-- BEGIN DATASET EXTRACT --
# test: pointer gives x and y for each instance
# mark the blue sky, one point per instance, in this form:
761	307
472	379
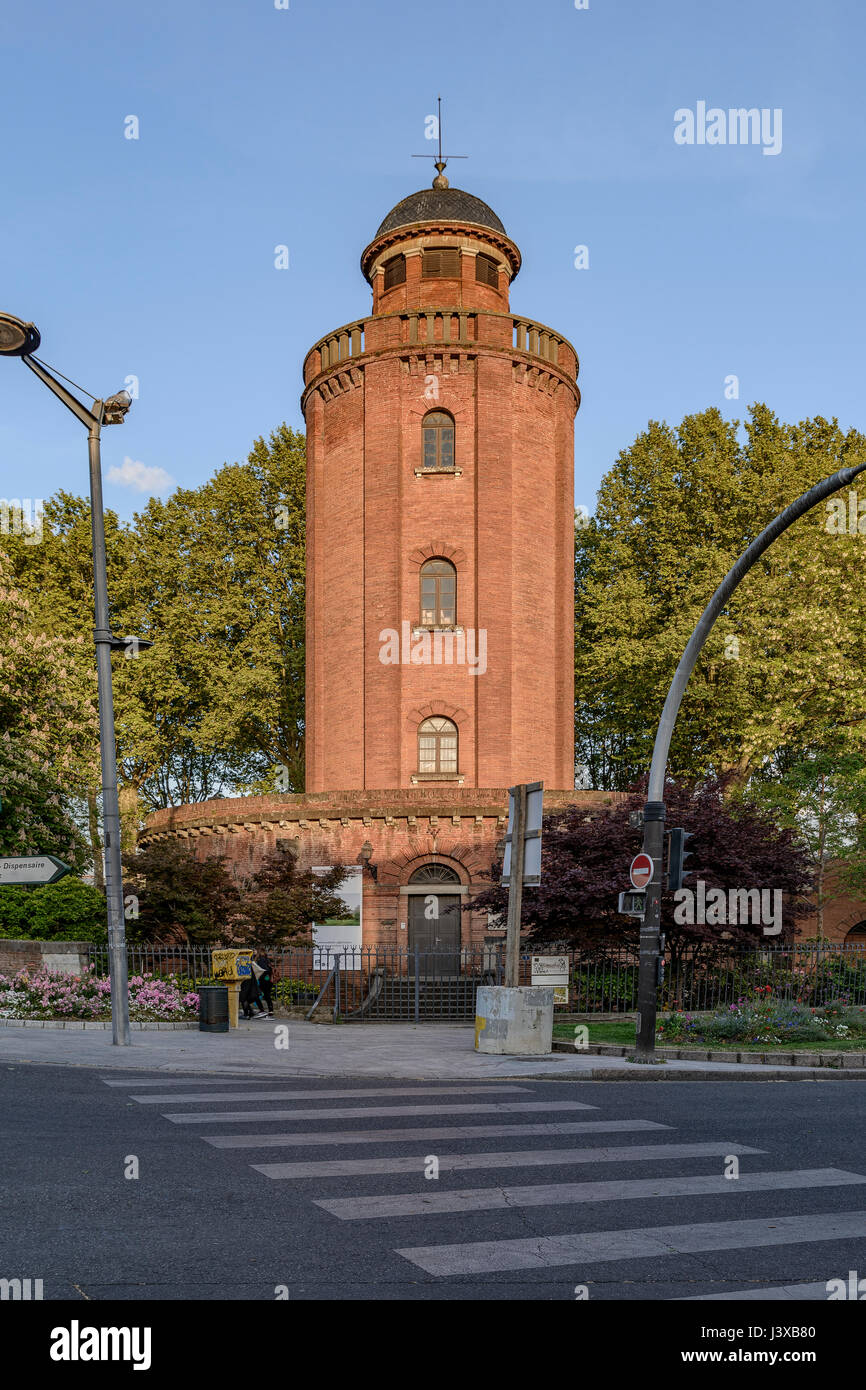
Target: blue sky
263	127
-- END DATASET EXTRACT --
### OBJECTIVE
Write out the whole listing above again word for word, but leave the picture out.

### RESULT OF THIS EXERCISE
# test: pointer gives x and y for each instance
# mark the blue sky, one point per instance, in this form:
761	307
472	379
Target: blue sky
263	127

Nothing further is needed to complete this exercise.